▶ **Directions**
Rewrite the material from the line with "I'm looking for the car door in" up to and including the line with "I'm looking for the car door handle", switching "pavement" to "road". Keep everything else the same.

[Rows from a box-labeling dataset]
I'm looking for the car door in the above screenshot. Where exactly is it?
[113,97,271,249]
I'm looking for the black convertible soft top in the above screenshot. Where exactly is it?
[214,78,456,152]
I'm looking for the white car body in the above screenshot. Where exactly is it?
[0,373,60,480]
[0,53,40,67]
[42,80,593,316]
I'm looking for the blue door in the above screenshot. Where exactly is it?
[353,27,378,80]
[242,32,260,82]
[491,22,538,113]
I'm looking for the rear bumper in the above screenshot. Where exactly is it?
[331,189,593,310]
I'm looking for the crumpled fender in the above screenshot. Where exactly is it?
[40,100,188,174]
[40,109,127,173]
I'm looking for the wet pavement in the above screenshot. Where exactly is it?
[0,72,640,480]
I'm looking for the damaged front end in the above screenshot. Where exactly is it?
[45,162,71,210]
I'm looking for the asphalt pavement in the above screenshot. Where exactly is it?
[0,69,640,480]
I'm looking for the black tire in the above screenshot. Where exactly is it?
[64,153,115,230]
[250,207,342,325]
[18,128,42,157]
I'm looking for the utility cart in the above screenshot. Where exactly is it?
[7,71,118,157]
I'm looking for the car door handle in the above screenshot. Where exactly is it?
...
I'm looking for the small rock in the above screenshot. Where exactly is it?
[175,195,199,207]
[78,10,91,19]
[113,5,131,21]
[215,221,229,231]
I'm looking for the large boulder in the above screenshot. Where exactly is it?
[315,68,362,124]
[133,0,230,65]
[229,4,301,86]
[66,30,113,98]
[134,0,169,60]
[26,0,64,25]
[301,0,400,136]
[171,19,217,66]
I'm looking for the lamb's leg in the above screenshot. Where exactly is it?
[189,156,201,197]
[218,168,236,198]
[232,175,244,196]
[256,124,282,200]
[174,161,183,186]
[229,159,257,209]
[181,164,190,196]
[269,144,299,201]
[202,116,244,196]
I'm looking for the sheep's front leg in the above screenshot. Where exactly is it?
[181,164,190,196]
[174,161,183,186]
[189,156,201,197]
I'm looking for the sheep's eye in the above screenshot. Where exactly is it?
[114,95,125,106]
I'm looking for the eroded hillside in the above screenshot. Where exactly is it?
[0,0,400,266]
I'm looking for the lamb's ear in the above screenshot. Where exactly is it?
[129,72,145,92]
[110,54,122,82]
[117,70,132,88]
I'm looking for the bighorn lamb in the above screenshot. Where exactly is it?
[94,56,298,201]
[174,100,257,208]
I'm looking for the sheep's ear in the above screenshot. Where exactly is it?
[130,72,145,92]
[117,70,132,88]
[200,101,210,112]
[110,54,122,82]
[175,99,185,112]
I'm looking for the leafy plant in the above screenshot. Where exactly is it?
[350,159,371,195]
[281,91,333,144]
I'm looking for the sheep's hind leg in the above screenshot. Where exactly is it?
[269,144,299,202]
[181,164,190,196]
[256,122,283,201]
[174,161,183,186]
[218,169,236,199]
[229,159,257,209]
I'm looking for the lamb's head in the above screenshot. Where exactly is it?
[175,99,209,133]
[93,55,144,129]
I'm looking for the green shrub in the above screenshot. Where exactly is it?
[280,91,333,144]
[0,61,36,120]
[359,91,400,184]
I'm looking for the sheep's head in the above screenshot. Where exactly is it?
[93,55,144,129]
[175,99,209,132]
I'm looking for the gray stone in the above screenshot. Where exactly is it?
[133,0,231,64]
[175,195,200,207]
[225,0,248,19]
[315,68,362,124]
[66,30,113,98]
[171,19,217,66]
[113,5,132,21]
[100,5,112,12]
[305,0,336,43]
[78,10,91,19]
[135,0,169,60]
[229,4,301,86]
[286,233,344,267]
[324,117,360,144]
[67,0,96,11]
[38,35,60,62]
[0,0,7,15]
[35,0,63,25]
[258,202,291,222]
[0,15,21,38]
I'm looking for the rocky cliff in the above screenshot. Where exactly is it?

▶ **Response to this task**
I'm looking for the car door in the above screenshot. Where exactly is it?
[113,97,271,249]
I'm looking for the black convertible soft top in the above screenshot. Where exactly is it?
[214,78,456,152]
I'm looking for the white car body in the above screenshot. Where exactly is it?
[0,373,60,480]
[0,53,40,67]
[42,80,593,316]
I'm looking for the blue door in the above screenshot. Where exactly is it?
[353,27,378,80]
[242,32,260,82]
[491,22,538,113]
I'm looking for the rear bumper in the above screenshot. Where exactly is it?
[331,189,593,310]
I'm looking for the crumpled fender in the above screenshot. Where exactly is it?
[40,100,188,174]
[40,109,127,173]
I'm looking for the wet road in the above screenshot. Where exactly is it?
[0,72,640,480]
I'm looking for the damaged front end in the above screenshot. Where exactly is it?
[45,162,71,210]
I'm looking for the asphalt road in the above screenshot. Where exactly is it?
[0,69,640,480]
I'm looking for the black tire in the above screenshot. Where exactly is it?
[64,153,115,230]
[250,207,342,325]
[18,128,42,157]
I'm looking for the utility cart in the above screenshot. Where exactly is it?
[7,71,118,157]
I'm looking for the car door handle in the above screenshot. Where exactly is it?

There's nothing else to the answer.